(RECORDS PROVIDED):

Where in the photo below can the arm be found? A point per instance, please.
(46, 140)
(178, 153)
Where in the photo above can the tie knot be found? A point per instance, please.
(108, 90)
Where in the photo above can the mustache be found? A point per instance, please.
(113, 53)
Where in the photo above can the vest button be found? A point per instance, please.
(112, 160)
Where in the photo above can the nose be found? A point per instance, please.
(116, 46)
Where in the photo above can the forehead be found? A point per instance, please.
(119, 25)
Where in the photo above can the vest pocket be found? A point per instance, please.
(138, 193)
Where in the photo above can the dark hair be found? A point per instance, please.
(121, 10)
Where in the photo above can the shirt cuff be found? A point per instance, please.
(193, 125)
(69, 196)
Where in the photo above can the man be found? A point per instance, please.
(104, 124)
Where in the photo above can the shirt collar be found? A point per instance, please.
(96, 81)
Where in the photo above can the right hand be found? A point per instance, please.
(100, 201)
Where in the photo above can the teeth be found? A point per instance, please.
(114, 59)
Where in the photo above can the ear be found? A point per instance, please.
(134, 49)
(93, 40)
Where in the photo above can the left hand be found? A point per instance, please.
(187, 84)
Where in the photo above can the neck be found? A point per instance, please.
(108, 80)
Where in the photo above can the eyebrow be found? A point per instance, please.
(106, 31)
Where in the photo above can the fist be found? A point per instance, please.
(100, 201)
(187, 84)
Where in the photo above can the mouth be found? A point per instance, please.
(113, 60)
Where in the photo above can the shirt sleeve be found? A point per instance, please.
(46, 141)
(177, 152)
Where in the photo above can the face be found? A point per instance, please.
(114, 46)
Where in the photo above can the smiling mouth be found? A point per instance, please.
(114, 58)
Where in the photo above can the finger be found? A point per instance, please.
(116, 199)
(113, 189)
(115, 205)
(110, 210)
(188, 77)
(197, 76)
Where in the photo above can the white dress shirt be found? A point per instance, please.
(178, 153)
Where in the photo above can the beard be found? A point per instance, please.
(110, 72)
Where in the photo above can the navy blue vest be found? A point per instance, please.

(WHAT TO WORK ON): Give the material again, complete and unaltered.

(SOLVED PROBLEM):
Where in the photo below can the arm be found? A point per instance, please.
(46, 140)
(178, 153)
Where in the photo above can the tie knot be found? A point per instance, please.
(108, 90)
Where in the photo above can the mustache be found? A point per instance, please.
(113, 53)
Where in the photo above can the vest button be found? A point per instance, please.
(112, 160)
Where in the photo above can the nose be found? A point per instance, please.
(116, 46)
Where in the photo above can the forehead be found? A point per instance, please.
(119, 25)
Where in the photo above can the vest pocket be found? A point per instance, please.
(138, 193)
Where in the photo above can the dark hair be found? A point per instance, please.
(121, 10)
Where in the photo above can the shirt cuff be found? A point per instance, please.
(193, 125)
(69, 196)
Where in the photo above can the man be found? A point per instance, please.
(104, 124)
Where in the photo above can the shirt collar be found? A point per instance, please.
(96, 81)
Where in the photo above can the right hand be found? A point per instance, please.
(100, 201)
Where in the photo above can the teeth be found? A point per instance, please.
(114, 59)
Where in the photo above can the ear be found? A point per instance, please.
(134, 49)
(93, 40)
Where in the photo above can the left hand be found? A point per instance, please.
(187, 84)
Where in the photo above can the neck be found? A point per instance, please.
(108, 80)
Where in the photo above can the eyebrow be found? A point per instance, please.
(106, 31)
Where in the photo above can the fist be found? A point per instance, please.
(100, 201)
(187, 84)
Where in the photo above can the mouth be found? A point per instance, please.
(113, 60)
Where in the photo above can the shirt sleeve be found? A point per instance, please.
(46, 141)
(177, 152)
Where in the photo above can the face be found? A point per instance, please.
(114, 46)
Where in the photo above can the smiling mouth be found? A point per instance, please.
(114, 58)
Where in the photo above can the finger be found? A point per instance, please.
(116, 199)
(113, 189)
(115, 205)
(110, 210)
(188, 77)
(197, 76)
Where in the photo above can the white dress shirt be found? A point per instance, please.
(178, 153)
Where in the photo above can the beard be found? A point per instance, please.
(110, 72)
Where in the photo above can the navy blue vest be found? A point per instance, please.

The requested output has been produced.